Yapılacak İşler =
- A) Proclus ve Hegel üzerine olan metne dayanarak aşağıdaki soruları yanıtlayınız:
(i) Proclus'a göre her düzey kendinden üstteki düzeye karşı ne yapar?
(ii) INTERSTICE noktası Proclus'un hangi kavramına denk düşer?
(iii) Metne göre Cehennem hangi durumu ifade eder?
- B) Proclus ve Hegel üzerine olan metindeki "Hegel’in Aufhebung kavramı, hem kaldırma, hem saklama hem de aşma süreçlerini bir arada ifade eder." cümlesini İngilizceye çeviriniz.
- C) Proclus ve Hegel üzerine olan metni son cümlesinden itibaren devam ettiriniz.
::: Belge :::
Proclus’un hiyerarşik kozmos modeli, diyagramdaki çok katmanlı yapıyı daha da belirgin kılar. Proclus’a göre her düzey kendinden üsttekini taklit eder ve bu taklit ilkesi diyagramda Astral VORTEX’in İdeal Dünya’nın gücünü yansıtmasıyla, Alt Astral’ın VORTEX’in basitleşmiş formu olarak görülmesiyle somutlaşır. Aracı varlıklar, yani daimonlar, Proclus’ta olduğu gibi Fani Dünya ile İdeal Dünya arasında bir köprü oluşturur; diyagramda bu köprüyü elfler ya da “Tanrı Eli” benzeri ruhsal figürler sağlar. Ruhların İdeal Dünya’ya ulaşma arzusu, Proclus’un “epistrophē” adını verdiği kaynağa dönüş hareketiyle benzerlik taşır. INTERSTICE noktası ise Proclus’un “Peras” yani sınır kavramına denk düşer; Fani Dünya ile Astral Dünya’nın kesiştiği ve insanın doğaüstüyle temas kurabildiği eşik olarak konumlanır. Kutsal Makam da Proclus’taki kozmik düzen koruyucuları, örneğin Athena gibi düzenin bekçileriyle aynı işlevsel role sahiptir.

Hegelci perspektiften bakıldığında, diyagramda diyalektik özellikle geçiş anlarında belirginleşir. Hegel’in Aufhebung kavramı, hem kaldırma, hem saklama hem de aşma süreçlerini bir arada ifade eder. INTERSTICE, Fani Dünya’nın aşılma anıdır: burada bedensel sınırlar ile ruhsal gerçekliğin sezgisi arasında bir çelişki doğar. İnsan cehaleti bariyeri kırıldığında fani deneyimin özü korunur fakat bilinç, astral gerçeklik düzeyine yükselir. Bir medyumun INTERSTICE’te ruhlarla teması, Hegelci anlamda fani benliğin kendini aşarak karşıtını içerme örneğidir. VORTEX ise Astral Dünya’nın İdeal Dünya’ya doğru çözülüş noktasıdır. Ölümlü ruhların geçiciliği ile Tanrı Eli’nin ebediliği arasındaki çelişki, ruhun kişisel kimliğini geride bırakmasıyla çözülür; ruhun niyeti korunur ve İdeal Dünya’nın kolektif niyet havuzuna katılarak yükselir. Bu süreç, bir savaşçının ölümünden sonra ruhunun kahraman arketipiyle bütünleşmesine benzer. İdeal Dünya’da ise kişisel niyetler ile kolektif bütün arasında son bir diyalektik gerilim vardır. Cennet, kişisel niyetin kolektifle uyumlu olduğu, Ben’in Biz’de saklanarak anlam kazandığı durumdur; Cehennem ise kişisel niyetin kolektiften kopması ve yabancılaşmasıdır. Bu durum, Hegel’in “gerçek bütün, tikellerin aşılmasıdır” ilkesinin metafizik bir karşılığıdır.
::: Sağlanan Veriler :::
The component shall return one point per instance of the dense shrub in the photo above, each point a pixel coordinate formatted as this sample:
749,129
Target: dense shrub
:::
Alıştırma Sonuçları =
- A)
(i) Kendinden üsttekini taklit eder.
(ii) "Peras", yani sınır kavramına denk düşer.
(iii) Kişisel niyetin kolektiften kopmasını ve yabancılaşmasını ifade eder.

- B) Hegel's concept of Aufhebung expresses the processes of abolishing, preserving, and transcending all at once.

- C)
Ancak Hegelci okuma sınırlıdır çünkü Hegel’in diyalektiği tarihsel bir ilerleme fikrine dayanır, oysa diyagram statik bir kozmik düzen sunar. Ruhların İdeal Dünya’da son bulması, Hegelci diyalektiğin sürekli devam eden tarihsel ve tinsel gelişiminden farklıdır. Fani Dünya da Hegel’in maddeyi aktifleştiren yaklaşımından ziyade edilgen bir katman olarak durur. Bu nedenle Plotinus ve Proclus’un statik ve emanasyoncu modelleri, diyagramın yapısıyla çok daha uyumlu bir çerçeve sunar. Emanasyon ve hiyerarşi, bu diyagramın sabit kozmolojisini açıklamada yeterli olurken, Hegelci diyalektik sadece INTERSTICE ve VORTEX gibi geçiş bölgelerindeki mikro-dönüşümleri anlamlandırmak için kullanılabilir. Böylece diyagram, özünde Yeni Platoncu bir kozmos tasarımına yaslanır; Hegelci bakış ise yalnızca bu tasarımın belirli anlarındaki gerilimleri ve aşılmaları ortaya koyan tamamlayıcı bir araç olarak işlev görür.

Casuality (Nedensellik) Nedir?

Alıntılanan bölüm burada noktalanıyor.